#### TASK TO CARRY OUT
Find the line with "Pick out the noodle. One pin per instance." in the data below. Repeat it and every line after it up to the end, exactly, but drop the pictures.

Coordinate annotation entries
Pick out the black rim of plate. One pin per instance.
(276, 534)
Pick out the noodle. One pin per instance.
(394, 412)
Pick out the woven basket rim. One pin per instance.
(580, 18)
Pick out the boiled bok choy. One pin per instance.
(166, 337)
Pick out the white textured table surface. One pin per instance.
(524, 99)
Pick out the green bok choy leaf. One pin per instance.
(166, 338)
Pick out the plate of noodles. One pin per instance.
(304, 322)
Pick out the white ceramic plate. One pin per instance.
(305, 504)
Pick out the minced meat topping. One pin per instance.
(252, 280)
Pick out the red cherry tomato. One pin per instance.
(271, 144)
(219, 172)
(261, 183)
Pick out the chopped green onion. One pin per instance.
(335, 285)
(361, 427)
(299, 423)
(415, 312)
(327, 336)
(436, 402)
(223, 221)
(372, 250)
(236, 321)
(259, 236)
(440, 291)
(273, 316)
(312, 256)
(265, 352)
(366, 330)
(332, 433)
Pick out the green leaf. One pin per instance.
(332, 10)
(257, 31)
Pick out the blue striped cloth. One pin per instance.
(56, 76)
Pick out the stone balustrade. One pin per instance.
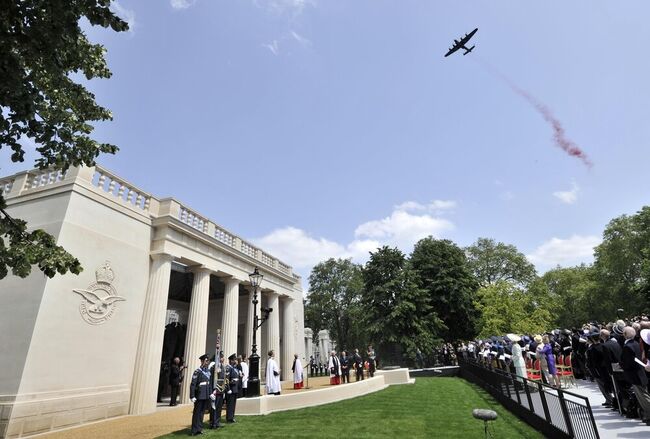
(193, 219)
(6, 184)
(38, 178)
(222, 235)
(111, 184)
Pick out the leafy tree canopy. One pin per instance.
(333, 302)
(397, 312)
(441, 269)
(506, 308)
(41, 46)
(622, 263)
(492, 262)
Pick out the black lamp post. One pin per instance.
(254, 376)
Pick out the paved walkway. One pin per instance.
(610, 423)
(164, 421)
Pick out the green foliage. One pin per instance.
(492, 262)
(430, 408)
(441, 269)
(622, 264)
(397, 313)
(506, 308)
(571, 291)
(333, 302)
(42, 45)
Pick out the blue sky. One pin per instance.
(325, 128)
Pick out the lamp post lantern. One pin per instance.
(254, 376)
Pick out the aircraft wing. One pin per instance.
(452, 50)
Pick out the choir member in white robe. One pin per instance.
(272, 376)
(297, 372)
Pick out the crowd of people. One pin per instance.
(341, 366)
(614, 355)
(216, 383)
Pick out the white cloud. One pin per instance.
(298, 248)
(570, 196)
(273, 47)
(571, 251)
(127, 15)
(291, 7)
(401, 229)
(436, 206)
(181, 4)
(305, 42)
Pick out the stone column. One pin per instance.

#### SOLUTION BELOW
Pick out the noodle. One pin per instance.
(394, 412)
Pick out the woven basket rim. One pin per instance.
(580, 18)
Pick out the boiled bok choy. One pin per instance.
(166, 337)
Pick out the white textured table surface. One pin per instance.
(524, 99)
Pick out the green bok choy leaf. One pin per instance.
(166, 338)
Pick out the plate of noodles. One pin per instance.
(304, 322)
Pick out the white ceramic plate. One pin per instance.
(305, 504)
Pick out the minced meat topping. One pin per instance.
(252, 280)
Pick out the red cherry tomato. One pin per instance.
(271, 144)
(219, 172)
(261, 183)
Pick out the chopped green onion. One pin per instance.
(335, 285)
(361, 427)
(299, 423)
(415, 312)
(327, 336)
(436, 402)
(223, 221)
(372, 250)
(236, 321)
(259, 236)
(440, 291)
(273, 316)
(312, 256)
(265, 352)
(366, 330)
(332, 433)
Pick out the green leaf. One pin per instance.
(332, 10)
(257, 31)
Pick out the blue striped cloth. One pin per instance.
(56, 76)
Pick out the stone balustrade. One pin per instance.
(193, 219)
(6, 184)
(38, 178)
(222, 235)
(111, 184)
Pick out the leafy tree canopy. One pin per instance.
(333, 302)
(397, 312)
(441, 269)
(506, 308)
(41, 46)
(622, 263)
(492, 262)
Pick out the black lamp post. One pin per instance.
(254, 376)
Pick out the paved walkway. One pin per instance.
(610, 423)
(164, 421)
Pick out the green foliage. One pin per instance.
(492, 262)
(430, 408)
(441, 269)
(622, 264)
(397, 313)
(506, 308)
(571, 291)
(333, 302)
(42, 45)
Pick out the blue sky. One pin per instance.
(325, 128)
Pick out the lamp post lantern. One pin per instance.
(254, 376)
Pick out the aircraft wing. One pin per instance.
(452, 50)
Pick out the choir member in white robe. One pin per instance.
(272, 376)
(297, 372)
Pick out the crowd of people. One pin per instance.
(341, 366)
(614, 355)
(216, 383)
Pick out the white cloud. One pin per instance.
(298, 248)
(570, 196)
(273, 47)
(571, 251)
(127, 15)
(291, 7)
(401, 229)
(436, 206)
(181, 4)
(305, 42)
Pick out the stone column. One pin per instance.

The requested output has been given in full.